## [Your instructions]
Reproduce the lines of the material below, from the line containing "Target: black head" through the end of the material, including each request unchanged. Scale every x and y coordinate in the answers by 2.5, round to whole numbers with halves rounded up, and omit the pictures.

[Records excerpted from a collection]
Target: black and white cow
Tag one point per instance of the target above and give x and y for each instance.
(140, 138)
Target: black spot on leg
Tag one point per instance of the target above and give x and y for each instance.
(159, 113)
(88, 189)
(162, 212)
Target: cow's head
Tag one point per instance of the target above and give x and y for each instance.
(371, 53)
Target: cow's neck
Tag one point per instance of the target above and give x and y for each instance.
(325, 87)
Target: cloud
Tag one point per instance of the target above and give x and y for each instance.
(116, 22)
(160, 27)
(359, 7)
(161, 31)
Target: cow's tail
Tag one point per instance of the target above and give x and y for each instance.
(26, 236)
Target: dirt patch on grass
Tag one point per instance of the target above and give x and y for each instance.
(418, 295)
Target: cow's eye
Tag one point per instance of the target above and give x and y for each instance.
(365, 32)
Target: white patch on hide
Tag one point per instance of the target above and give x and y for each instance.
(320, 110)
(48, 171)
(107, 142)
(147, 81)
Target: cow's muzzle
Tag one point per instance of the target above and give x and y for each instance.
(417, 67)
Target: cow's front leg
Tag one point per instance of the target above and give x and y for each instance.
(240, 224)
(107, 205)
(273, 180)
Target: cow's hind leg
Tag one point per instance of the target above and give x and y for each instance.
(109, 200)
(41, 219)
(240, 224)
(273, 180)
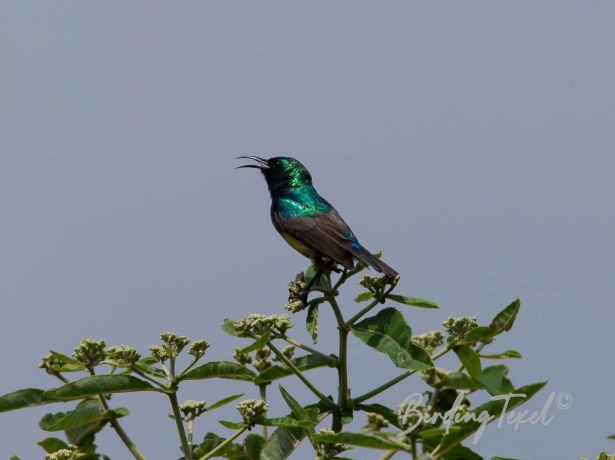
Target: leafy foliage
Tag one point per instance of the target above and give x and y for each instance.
(409, 428)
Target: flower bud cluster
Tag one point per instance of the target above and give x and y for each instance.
(191, 409)
(261, 359)
(124, 355)
(65, 454)
(252, 410)
(242, 358)
(90, 352)
(51, 363)
(172, 346)
(296, 294)
(429, 341)
(287, 351)
(328, 450)
(198, 348)
(457, 327)
(256, 325)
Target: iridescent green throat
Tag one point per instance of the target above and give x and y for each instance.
(301, 201)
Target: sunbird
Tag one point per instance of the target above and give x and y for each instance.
(308, 222)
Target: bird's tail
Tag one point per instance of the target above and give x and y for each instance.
(368, 258)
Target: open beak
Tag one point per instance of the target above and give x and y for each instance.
(262, 163)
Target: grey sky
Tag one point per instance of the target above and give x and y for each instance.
(472, 142)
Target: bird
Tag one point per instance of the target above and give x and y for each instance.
(308, 222)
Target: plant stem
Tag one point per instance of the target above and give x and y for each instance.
(114, 423)
(299, 374)
(342, 364)
(186, 447)
(224, 444)
(387, 455)
(372, 304)
(307, 348)
(396, 380)
(263, 392)
(121, 433)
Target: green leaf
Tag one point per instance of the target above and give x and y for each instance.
(222, 370)
(302, 363)
(311, 322)
(502, 322)
(458, 381)
(505, 319)
(210, 442)
(358, 439)
(287, 422)
(257, 344)
(282, 442)
(470, 360)
(229, 327)
(504, 355)
(51, 445)
(412, 301)
(460, 431)
(99, 384)
(477, 334)
(494, 379)
(364, 296)
(384, 411)
(27, 397)
(232, 425)
(69, 364)
(224, 401)
(83, 414)
(389, 333)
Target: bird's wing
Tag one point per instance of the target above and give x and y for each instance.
(326, 233)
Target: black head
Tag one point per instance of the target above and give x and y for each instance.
(281, 173)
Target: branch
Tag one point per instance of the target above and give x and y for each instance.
(299, 374)
(396, 380)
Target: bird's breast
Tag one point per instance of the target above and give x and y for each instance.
(298, 246)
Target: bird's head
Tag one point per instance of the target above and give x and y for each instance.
(281, 173)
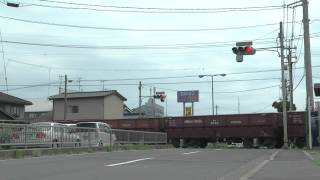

## [Complete answer]
Target: black head
Tag one point per instance of the target above and give x and y for each instance.
(703, 433)
Target: branch
Tag one point per instance of the target above and give x and y for each instance.
(748, 935)
(990, 950)
Target: bird's breast
Tag one point per instance of the target above and give x and y for each instance.
(745, 615)
Target: bird's head
Tag one point per instance of the target above and give x and y for each instance.
(703, 433)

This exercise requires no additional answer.